The problem: Return every line of the data below that contains the string "shingle".

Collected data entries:
** Begin **
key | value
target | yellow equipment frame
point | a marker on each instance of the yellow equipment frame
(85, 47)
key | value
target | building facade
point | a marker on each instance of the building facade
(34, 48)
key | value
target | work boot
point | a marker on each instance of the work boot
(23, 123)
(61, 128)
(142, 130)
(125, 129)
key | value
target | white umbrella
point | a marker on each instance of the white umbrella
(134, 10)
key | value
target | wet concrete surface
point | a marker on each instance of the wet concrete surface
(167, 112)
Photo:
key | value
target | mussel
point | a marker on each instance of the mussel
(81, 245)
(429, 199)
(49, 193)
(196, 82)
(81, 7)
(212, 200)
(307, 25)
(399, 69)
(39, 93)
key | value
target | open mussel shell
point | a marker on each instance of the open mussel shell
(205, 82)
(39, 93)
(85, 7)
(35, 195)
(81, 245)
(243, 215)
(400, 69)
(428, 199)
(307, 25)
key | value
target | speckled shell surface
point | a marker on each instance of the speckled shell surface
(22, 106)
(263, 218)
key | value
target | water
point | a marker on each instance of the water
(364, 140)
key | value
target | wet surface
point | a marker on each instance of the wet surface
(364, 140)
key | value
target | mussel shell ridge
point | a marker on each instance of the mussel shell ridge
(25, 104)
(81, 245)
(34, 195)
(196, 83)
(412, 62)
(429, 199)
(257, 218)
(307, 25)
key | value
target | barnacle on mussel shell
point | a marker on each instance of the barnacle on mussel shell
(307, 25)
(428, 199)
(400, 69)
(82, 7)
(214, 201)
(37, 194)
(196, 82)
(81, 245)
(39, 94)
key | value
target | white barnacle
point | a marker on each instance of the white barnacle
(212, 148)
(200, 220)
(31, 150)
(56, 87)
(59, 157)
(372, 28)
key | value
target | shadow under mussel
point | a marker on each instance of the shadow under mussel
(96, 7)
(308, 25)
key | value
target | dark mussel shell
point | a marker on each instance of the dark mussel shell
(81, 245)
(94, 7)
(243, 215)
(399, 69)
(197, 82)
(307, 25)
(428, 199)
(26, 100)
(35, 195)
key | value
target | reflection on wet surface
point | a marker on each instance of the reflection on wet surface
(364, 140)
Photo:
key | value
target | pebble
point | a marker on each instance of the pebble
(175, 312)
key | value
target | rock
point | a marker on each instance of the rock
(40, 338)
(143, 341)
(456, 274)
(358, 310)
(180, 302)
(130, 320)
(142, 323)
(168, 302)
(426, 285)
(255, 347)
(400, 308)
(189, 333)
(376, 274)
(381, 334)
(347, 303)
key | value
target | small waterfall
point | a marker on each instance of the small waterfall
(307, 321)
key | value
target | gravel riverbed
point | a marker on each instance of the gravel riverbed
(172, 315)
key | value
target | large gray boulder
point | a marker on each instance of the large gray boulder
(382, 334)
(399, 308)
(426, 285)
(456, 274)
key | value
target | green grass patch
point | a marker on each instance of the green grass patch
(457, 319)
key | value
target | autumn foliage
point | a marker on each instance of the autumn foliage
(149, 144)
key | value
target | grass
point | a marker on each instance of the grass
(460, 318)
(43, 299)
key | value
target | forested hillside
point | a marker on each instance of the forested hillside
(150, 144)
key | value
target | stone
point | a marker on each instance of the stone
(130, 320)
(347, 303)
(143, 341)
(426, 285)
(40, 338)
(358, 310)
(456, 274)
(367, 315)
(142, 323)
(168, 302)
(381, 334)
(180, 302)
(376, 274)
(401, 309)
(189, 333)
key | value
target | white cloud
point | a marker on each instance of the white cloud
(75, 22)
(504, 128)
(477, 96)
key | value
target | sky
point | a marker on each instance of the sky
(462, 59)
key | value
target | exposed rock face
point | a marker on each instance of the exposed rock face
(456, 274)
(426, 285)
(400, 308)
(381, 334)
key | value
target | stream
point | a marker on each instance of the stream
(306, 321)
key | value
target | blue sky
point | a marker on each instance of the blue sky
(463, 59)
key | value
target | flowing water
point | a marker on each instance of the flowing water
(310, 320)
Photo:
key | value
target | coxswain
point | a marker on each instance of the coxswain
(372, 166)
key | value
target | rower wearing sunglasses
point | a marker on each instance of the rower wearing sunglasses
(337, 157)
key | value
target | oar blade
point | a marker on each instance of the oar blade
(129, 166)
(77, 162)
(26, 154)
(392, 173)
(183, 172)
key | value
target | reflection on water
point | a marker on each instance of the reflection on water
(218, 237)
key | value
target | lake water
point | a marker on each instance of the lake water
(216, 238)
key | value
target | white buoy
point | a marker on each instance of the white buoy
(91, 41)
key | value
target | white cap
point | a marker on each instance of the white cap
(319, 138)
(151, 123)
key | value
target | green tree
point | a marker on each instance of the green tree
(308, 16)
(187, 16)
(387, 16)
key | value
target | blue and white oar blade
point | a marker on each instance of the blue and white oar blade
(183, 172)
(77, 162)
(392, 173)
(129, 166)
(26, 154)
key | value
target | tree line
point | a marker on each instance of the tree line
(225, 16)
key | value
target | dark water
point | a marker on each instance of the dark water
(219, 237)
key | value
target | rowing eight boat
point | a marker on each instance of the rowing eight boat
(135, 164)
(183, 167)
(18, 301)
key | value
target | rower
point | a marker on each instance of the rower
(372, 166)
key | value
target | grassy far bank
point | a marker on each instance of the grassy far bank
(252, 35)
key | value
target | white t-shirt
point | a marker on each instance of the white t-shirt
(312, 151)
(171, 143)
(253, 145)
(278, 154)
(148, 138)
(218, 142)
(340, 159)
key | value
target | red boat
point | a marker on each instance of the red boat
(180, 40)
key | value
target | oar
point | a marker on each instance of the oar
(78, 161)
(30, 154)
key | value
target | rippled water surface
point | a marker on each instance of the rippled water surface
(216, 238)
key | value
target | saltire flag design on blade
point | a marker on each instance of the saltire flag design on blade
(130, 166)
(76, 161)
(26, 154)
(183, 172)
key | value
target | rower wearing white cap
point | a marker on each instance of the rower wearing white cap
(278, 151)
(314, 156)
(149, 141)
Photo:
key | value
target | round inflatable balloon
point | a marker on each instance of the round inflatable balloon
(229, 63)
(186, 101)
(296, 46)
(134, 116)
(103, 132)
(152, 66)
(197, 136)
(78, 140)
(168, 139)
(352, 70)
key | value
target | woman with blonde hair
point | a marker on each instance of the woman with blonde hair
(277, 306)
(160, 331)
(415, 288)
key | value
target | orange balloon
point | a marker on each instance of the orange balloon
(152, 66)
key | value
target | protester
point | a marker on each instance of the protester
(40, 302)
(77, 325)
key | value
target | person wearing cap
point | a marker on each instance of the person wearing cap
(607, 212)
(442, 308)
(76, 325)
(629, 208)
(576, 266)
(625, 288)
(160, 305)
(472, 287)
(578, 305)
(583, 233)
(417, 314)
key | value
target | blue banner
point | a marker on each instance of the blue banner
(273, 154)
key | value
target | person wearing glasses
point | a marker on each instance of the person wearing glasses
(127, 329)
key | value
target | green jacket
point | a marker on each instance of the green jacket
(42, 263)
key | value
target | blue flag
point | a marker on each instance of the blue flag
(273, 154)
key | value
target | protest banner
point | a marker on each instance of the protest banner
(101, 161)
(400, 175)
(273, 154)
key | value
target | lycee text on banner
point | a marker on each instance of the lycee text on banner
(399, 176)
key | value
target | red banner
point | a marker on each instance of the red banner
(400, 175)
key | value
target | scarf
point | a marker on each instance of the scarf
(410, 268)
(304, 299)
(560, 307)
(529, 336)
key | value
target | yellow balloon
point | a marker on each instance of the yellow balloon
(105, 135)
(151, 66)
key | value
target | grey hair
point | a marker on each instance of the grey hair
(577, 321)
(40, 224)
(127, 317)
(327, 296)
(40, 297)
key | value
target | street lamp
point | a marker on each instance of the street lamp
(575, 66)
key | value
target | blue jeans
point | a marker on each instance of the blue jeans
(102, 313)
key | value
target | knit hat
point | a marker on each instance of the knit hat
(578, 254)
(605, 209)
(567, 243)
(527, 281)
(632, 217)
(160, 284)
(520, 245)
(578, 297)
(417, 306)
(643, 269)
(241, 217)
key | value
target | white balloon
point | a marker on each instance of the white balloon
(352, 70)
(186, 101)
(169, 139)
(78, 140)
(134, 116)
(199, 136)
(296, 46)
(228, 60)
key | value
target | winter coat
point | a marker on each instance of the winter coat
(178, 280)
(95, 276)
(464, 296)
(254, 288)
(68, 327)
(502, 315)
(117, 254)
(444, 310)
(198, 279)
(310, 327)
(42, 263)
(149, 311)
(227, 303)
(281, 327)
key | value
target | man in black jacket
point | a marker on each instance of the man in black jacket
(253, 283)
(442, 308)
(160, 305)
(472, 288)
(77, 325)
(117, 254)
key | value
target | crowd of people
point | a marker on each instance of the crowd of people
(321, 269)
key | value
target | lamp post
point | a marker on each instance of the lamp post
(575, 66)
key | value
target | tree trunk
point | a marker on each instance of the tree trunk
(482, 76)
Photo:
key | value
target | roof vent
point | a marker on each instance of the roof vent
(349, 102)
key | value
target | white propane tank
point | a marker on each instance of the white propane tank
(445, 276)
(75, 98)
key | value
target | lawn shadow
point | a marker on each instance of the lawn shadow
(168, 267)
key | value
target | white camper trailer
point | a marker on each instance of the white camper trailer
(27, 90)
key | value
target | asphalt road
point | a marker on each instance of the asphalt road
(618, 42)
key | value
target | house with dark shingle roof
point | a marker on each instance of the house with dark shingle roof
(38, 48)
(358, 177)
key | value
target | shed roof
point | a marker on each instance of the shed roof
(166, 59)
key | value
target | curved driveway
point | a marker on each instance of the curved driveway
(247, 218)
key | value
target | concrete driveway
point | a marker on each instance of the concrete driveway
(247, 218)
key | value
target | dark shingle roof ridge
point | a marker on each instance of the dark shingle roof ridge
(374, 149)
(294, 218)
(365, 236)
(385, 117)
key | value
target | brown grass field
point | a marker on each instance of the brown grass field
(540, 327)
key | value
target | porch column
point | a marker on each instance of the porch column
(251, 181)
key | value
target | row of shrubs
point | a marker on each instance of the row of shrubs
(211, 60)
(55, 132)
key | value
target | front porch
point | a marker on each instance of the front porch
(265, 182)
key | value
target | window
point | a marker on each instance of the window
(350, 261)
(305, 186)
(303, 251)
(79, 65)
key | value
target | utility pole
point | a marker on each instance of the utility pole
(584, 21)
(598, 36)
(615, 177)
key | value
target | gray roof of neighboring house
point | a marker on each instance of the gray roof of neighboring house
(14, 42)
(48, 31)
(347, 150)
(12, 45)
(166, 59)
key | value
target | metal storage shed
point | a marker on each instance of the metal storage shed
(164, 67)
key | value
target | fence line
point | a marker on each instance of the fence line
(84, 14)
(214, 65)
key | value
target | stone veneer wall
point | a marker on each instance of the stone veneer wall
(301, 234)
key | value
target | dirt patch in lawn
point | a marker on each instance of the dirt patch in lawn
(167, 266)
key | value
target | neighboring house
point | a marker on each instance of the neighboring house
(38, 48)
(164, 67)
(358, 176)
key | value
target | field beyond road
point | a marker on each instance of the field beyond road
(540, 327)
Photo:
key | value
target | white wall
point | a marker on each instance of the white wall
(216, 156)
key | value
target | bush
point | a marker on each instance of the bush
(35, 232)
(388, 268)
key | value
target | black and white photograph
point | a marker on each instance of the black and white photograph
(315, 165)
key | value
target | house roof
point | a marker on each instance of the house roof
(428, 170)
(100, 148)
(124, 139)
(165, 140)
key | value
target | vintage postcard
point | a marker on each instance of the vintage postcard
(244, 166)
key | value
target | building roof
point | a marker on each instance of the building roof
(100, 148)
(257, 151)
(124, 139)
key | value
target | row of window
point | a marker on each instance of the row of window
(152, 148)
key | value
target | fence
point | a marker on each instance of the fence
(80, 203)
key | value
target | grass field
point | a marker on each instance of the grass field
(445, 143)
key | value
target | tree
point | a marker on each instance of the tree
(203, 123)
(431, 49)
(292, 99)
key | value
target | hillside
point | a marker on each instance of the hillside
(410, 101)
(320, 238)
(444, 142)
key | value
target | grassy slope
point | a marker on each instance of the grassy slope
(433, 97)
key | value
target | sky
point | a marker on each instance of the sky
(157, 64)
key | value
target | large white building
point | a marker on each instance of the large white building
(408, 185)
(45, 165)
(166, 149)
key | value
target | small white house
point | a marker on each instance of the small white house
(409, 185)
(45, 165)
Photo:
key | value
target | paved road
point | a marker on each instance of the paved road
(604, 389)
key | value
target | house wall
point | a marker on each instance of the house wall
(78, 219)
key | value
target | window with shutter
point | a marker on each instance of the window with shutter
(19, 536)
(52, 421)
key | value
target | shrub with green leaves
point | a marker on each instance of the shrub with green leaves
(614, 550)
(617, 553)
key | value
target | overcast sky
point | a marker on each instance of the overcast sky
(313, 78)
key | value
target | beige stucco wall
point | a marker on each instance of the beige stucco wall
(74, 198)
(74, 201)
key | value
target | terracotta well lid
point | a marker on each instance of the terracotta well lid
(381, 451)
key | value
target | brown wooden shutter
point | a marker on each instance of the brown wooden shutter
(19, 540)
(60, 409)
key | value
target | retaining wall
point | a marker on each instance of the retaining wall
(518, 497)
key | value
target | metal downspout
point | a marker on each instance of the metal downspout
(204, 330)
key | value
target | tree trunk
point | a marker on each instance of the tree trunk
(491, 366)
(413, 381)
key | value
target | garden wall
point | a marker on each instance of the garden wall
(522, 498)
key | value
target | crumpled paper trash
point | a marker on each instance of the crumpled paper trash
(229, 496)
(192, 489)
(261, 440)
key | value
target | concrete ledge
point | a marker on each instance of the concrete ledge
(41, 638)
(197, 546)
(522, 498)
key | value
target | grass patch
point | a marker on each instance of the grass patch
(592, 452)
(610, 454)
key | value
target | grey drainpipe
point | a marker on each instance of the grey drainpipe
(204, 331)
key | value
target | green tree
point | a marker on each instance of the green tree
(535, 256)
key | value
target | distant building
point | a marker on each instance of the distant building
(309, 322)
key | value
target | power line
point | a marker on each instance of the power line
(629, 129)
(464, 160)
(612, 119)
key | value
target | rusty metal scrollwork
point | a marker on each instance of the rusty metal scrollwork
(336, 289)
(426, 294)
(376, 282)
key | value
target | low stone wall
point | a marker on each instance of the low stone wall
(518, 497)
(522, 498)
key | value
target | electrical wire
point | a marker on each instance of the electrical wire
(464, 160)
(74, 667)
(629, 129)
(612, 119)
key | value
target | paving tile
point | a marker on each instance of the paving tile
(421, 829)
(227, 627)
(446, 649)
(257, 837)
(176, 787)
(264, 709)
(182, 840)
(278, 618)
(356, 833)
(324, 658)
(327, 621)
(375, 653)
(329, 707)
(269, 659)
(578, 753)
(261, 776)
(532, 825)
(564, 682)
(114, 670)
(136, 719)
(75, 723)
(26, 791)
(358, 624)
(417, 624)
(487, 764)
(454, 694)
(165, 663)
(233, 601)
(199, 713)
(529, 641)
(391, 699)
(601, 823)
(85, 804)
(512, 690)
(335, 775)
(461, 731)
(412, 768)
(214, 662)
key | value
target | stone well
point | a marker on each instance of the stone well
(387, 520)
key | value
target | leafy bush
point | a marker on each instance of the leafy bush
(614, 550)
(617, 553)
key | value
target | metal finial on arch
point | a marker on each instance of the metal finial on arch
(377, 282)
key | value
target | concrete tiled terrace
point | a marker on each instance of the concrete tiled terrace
** End **
Solution below:
target | house with dark shingle roof
point | a marker on each instance of the house with dark shingle roof
target | dark shingle roof ridge
point | a marker on each instance of the dark shingle roof ridge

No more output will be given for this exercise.